Can you give back only the data from the line containing "stem and provide bounding boxes." down through the line containing "[225,400,233,413]", changing "Trail-cam footage" to "Security-camera footage" and leaving everything else untouched?

○ ○ ○ ○ ○ ○ ○

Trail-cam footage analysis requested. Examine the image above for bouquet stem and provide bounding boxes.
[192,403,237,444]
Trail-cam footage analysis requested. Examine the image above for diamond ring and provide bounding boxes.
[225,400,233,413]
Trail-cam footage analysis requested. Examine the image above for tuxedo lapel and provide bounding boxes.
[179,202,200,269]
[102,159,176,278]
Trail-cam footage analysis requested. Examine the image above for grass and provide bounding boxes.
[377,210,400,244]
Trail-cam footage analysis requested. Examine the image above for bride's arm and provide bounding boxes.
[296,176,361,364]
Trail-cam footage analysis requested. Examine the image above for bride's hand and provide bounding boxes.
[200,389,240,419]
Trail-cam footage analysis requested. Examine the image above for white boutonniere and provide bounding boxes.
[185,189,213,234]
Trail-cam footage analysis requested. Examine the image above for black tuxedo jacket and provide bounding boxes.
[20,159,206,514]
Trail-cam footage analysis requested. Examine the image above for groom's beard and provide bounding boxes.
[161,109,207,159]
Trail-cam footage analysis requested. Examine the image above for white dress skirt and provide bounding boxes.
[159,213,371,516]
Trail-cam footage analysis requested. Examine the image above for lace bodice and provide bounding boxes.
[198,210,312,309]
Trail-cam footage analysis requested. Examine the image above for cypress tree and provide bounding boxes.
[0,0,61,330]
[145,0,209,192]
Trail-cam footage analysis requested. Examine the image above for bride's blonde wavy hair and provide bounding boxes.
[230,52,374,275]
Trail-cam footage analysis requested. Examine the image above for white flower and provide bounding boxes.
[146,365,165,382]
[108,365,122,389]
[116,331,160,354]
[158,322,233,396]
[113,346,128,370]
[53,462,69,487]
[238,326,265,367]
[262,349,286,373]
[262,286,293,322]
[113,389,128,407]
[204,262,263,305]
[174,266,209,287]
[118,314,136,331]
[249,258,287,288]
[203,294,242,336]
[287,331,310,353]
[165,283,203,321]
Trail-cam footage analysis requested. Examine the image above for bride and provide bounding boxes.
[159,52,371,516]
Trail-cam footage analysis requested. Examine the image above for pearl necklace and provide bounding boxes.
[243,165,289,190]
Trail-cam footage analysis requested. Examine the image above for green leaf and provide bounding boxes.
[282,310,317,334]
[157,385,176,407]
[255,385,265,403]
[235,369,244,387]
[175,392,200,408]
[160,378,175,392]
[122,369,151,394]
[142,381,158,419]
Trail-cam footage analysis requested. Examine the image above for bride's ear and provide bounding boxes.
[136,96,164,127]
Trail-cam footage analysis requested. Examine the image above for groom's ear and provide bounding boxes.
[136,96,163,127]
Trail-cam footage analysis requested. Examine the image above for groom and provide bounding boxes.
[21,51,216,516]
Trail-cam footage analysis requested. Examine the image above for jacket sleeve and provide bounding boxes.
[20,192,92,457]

○ ○ ○ ○ ○ ○ ○

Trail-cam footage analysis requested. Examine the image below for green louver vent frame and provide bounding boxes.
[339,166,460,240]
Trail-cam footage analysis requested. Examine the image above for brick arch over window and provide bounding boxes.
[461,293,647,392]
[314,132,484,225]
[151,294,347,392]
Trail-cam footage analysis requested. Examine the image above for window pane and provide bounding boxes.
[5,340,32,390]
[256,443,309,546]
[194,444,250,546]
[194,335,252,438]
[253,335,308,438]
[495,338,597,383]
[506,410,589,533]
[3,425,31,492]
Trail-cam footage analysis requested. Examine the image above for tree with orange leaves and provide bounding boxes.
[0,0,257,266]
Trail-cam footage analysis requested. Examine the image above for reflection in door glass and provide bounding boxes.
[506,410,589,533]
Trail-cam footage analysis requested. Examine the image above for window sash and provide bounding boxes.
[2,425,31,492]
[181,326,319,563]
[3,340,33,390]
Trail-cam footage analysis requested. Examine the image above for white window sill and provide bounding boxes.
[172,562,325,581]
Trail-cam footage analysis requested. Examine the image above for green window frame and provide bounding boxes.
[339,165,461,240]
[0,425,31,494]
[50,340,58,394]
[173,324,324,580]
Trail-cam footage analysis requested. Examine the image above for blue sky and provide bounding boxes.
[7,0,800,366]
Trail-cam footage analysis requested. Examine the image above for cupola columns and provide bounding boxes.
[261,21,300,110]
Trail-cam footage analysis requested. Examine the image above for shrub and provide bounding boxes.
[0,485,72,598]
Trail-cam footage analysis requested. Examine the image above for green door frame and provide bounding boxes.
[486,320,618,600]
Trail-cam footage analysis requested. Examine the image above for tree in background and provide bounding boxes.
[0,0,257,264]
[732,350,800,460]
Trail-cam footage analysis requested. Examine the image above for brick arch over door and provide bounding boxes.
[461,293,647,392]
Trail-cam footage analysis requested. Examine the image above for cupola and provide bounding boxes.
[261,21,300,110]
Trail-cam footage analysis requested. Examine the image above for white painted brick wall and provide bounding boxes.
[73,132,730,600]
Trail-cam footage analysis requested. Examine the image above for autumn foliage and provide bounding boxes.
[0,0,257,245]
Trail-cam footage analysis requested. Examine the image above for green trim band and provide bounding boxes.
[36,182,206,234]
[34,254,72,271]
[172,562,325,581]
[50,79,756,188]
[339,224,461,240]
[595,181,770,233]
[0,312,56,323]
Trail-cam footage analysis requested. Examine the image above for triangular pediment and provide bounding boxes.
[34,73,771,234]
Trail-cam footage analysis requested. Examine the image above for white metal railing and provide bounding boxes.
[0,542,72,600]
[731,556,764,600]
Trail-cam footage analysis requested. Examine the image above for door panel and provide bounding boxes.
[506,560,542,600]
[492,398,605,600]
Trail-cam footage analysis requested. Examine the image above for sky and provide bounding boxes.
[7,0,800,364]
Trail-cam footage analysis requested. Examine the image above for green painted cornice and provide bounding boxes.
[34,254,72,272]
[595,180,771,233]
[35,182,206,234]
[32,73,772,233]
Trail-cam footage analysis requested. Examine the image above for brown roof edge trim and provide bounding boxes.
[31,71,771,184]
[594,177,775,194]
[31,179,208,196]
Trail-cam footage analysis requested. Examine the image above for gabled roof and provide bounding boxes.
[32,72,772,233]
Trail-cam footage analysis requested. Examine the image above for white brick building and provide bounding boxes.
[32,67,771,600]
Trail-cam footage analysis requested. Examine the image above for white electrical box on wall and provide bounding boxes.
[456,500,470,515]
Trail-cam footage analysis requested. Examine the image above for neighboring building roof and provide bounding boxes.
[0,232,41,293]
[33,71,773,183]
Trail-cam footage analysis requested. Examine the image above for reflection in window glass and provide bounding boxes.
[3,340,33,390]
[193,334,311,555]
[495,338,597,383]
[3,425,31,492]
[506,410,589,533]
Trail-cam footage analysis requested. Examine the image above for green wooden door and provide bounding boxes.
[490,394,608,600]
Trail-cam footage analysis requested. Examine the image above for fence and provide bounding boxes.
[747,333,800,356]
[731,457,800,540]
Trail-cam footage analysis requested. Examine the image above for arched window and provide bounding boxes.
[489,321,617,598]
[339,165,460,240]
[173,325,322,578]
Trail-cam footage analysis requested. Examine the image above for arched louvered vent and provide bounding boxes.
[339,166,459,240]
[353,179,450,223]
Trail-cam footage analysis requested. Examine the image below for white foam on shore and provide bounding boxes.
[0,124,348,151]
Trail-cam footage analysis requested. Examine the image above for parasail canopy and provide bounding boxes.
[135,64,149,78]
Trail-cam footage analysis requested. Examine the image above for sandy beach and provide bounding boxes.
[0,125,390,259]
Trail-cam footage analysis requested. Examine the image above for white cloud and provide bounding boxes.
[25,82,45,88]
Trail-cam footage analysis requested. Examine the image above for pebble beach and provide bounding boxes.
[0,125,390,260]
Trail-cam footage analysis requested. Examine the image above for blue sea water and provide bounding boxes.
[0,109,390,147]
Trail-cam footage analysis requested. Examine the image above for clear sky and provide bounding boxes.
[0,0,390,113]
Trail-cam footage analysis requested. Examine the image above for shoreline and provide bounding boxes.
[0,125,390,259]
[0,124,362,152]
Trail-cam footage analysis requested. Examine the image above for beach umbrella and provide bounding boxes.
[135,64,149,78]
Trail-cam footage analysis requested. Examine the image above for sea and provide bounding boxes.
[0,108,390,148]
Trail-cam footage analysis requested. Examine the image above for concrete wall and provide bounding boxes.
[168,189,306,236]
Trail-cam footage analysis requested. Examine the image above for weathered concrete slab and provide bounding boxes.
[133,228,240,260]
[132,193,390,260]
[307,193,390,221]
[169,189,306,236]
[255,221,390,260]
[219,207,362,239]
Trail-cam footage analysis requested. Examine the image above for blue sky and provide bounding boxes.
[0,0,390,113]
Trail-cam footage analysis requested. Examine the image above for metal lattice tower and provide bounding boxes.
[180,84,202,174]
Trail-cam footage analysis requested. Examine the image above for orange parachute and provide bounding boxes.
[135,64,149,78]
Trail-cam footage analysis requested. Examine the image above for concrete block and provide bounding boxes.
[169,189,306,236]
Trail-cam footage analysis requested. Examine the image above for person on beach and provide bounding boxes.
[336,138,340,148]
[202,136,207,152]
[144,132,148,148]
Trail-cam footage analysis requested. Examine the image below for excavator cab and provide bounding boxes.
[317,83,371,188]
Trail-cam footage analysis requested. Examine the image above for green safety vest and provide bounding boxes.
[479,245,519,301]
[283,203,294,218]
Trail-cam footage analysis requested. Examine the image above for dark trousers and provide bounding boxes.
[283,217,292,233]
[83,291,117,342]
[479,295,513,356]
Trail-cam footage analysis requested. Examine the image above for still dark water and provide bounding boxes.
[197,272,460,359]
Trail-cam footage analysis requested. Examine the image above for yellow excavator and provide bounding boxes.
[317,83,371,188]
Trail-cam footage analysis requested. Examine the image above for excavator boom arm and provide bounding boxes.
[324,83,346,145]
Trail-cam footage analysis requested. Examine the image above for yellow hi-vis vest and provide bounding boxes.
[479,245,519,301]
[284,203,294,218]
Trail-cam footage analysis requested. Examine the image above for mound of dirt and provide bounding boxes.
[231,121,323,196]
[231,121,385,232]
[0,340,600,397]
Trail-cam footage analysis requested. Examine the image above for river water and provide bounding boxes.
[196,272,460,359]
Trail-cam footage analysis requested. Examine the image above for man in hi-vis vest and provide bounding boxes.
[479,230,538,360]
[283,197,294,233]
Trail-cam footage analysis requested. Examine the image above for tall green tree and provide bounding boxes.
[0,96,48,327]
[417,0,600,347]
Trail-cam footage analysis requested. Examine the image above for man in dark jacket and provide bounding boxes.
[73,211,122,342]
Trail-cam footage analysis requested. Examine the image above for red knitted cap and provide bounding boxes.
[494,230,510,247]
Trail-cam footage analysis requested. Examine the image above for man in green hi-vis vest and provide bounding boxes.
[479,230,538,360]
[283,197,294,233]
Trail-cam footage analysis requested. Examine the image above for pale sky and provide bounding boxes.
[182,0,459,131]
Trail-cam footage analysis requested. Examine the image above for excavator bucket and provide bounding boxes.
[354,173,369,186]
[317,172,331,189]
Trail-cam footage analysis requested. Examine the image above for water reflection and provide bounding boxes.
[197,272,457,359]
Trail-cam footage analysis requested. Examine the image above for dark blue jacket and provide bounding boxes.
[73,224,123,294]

○ ○ ○ ○ ○ ○ ○

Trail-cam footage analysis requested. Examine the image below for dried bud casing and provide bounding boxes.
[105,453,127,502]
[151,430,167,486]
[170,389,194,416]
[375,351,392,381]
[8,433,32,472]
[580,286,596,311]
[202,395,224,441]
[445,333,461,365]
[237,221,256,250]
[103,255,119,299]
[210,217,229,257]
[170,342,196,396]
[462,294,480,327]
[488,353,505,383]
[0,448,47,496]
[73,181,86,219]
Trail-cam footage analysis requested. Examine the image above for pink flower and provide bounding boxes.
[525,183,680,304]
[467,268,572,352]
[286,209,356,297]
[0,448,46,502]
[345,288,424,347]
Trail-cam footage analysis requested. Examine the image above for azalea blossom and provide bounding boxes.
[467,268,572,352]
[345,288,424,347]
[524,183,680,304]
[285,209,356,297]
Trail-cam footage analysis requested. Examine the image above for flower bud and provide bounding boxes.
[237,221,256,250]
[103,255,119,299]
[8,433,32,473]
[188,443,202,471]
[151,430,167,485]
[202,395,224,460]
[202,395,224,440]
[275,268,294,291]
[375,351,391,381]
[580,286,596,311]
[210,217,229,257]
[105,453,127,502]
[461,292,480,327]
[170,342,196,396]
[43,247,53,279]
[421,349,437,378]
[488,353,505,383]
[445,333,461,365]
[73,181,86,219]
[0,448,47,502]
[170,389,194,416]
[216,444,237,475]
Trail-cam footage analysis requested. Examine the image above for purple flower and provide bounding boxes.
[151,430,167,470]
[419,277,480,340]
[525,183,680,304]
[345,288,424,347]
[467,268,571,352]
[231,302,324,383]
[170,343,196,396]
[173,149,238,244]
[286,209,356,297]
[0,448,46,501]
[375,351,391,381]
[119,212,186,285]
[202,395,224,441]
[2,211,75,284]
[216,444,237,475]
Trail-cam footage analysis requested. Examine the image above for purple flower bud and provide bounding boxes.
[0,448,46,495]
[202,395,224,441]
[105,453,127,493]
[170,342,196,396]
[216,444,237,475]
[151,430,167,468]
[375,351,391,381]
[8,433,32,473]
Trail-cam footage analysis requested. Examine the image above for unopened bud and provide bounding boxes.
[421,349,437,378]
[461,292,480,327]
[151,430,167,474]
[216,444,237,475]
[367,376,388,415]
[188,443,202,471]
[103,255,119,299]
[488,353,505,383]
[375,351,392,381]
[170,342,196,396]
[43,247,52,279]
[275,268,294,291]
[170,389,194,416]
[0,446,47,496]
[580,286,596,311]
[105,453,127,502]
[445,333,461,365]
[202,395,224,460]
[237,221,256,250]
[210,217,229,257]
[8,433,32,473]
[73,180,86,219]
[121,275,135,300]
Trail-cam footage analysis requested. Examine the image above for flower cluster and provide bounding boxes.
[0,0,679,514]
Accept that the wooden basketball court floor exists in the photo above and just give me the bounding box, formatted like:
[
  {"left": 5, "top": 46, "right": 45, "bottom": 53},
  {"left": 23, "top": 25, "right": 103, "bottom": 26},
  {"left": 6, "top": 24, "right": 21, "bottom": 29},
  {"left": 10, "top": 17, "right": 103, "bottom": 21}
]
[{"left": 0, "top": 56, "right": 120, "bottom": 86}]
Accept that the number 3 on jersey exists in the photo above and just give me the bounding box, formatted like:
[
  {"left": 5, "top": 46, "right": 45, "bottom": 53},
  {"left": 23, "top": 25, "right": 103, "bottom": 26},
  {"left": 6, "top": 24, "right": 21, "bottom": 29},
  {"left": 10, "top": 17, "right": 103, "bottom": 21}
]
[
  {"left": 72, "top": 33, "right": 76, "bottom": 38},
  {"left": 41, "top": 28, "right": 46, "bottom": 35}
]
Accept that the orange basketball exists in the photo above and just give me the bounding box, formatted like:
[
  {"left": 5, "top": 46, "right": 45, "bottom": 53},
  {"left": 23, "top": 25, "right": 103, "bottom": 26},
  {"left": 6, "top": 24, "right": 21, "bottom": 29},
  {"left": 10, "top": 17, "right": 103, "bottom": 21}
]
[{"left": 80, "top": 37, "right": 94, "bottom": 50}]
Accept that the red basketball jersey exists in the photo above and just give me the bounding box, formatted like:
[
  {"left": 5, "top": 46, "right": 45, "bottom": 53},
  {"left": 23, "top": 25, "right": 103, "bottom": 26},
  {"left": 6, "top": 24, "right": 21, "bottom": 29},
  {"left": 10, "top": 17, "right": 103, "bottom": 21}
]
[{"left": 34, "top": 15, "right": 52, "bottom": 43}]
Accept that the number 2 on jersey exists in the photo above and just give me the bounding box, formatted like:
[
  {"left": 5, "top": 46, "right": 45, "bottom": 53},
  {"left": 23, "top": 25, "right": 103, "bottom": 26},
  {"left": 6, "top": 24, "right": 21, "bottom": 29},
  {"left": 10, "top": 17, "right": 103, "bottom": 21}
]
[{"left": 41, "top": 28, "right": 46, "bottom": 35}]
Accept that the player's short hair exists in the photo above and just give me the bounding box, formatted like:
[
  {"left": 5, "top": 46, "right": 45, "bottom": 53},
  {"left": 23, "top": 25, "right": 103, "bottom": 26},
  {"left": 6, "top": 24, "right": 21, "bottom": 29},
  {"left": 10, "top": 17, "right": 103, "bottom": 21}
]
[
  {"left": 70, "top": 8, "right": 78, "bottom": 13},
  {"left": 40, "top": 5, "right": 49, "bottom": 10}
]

○ ○ ○ ○ ○ ○ ○

# Task answer
Security-camera footage analysis requested. Examine the image above for bouquet stem and provide bounding boxes.
[192,403,237,444]
Security-camera footage analysis requested. Examine the image above for diamond ring and provide bounding boxes.
[225,400,233,413]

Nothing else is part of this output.